* _EXERCISE PROMPT_:
Put every line of the listing below into a Markdown table with the columns "No." and "Entry", numbering the rows in order and omitting blank lines.

═════ DATA SHOWN

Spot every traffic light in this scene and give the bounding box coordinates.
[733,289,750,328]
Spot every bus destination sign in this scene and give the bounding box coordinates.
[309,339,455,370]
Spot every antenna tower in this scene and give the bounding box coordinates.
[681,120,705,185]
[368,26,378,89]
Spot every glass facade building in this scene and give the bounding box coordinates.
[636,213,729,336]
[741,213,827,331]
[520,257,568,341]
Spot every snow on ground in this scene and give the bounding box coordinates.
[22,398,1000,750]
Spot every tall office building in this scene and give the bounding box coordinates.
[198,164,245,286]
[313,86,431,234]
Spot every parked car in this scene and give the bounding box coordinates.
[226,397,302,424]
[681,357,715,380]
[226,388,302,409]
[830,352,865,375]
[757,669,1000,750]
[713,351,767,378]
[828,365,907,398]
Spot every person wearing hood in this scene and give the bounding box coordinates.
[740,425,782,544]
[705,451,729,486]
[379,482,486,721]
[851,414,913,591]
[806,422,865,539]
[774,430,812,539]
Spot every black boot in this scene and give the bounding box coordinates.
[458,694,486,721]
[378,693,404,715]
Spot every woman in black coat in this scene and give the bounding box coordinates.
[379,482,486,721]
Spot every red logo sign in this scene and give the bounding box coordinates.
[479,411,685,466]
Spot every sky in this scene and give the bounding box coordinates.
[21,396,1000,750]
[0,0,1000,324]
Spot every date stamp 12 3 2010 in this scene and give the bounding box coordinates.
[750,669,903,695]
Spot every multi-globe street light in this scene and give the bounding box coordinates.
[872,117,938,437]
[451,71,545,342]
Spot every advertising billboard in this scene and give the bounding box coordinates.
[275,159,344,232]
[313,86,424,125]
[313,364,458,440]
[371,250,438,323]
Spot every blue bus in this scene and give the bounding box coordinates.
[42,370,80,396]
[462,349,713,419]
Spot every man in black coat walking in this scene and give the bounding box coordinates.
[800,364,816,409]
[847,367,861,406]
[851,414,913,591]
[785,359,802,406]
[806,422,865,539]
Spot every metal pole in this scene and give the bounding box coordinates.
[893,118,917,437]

══════════

* _RIGHT ANSWER_:
| No. | Entry |
|---|---|
| 1 | Spot every traffic light in this scene and give the bounding box coordinates. |
| 2 | [733,289,750,328] |
| 3 | Spot every bus destination sign in this scene and give the bounding box coordinates. |
| 4 | [309,339,455,370] |
| 5 | Spot every antenna tower in this scene and give the bounding box coordinates. |
| 6 | [681,120,705,185] |
| 7 | [368,26,378,89] |
| 8 | Spot every glass facade building in this scene and give the bounding box coordinates. |
| 9 | [636,213,729,336] |
| 10 | [741,213,827,331] |
| 11 | [520,257,568,341] |
| 12 | Spot every snow on ground in this scene and give the bounding box coordinates. |
| 13 | [22,398,1000,750] |
| 14 | Spot every tall office building in this scene and give the bounding box coordinates. |
| 15 | [198,164,245,286] |
| 16 | [313,86,431,234] |
| 17 | Spot every parked car in this scene and give the bounding box coordinates. |
| 18 | [226,397,302,424] |
| 19 | [681,357,715,380] |
| 20 | [226,388,302,409] |
| 21 | [830,352,865,375] |
| 22 | [757,669,1000,750] |
| 23 | [713,351,767,378] |
| 24 | [828,365,907,398] |
| 25 | Spot every person wearing hood in this scene and give the bounding box coordinates. |
| 26 | [740,425,782,544] |
| 27 | [705,451,729,486] |
| 28 | [379,482,486,721] |
| 29 | [851,414,913,591] |
| 30 | [806,422,865,539] |
| 31 | [774,430,812,539] |
| 32 | Spot every black boot in this scene and give the bounding box coordinates. |
| 33 | [458,694,486,721] |
| 34 | [378,693,404,715] |
| 35 | Spot every woman in black coat in this scene and give the bounding box coordinates. |
| 36 | [379,482,486,721] |
| 37 | Spot every red logo sign in this scene and give the bounding box coordinates. |
| 38 | [479,411,685,466] |
| 39 | Spot every sky in this scene and give the bounding box coordinates. |
| 40 | [21,396,1000,750] |
| 41 | [0,0,1000,324] |
| 42 | Spot every date stamp 12 3 2010 in this scene and give the bounding box coordinates. |
| 43 | [750,669,903,695] |
| 44 | Spot every multi-globe street light in this scene and give the bounding box coordinates. |
| 45 | [872,117,938,437] |
| 46 | [451,71,545,342] |
| 47 | Spot every advertising billboard in this scene and give the bounding box coordinates. |
| 48 | [275,159,344,232] |
| 49 | [313,86,424,125] |
| 50 | [313,364,458,440] |
| 51 | [371,250,438,323] |
| 52 | Spot every blue bus in this scene and give the bounding box coordinates. |
| 53 | [42,370,80,396] |
| 54 | [462,349,713,419] |
| 55 | Spot every man in black coat walking in this scene and give the bounding box coordinates. |
| 56 | [800,364,816,409] |
| 57 | [847,367,861,406] |
| 58 | [851,414,913,591] |
| 59 | [785,359,802,406] |
| 60 | [806,422,865,539] |
| 61 | Spot every metal pole in this scene and give the bounding box coordinates. |
| 62 | [893,118,917,437] |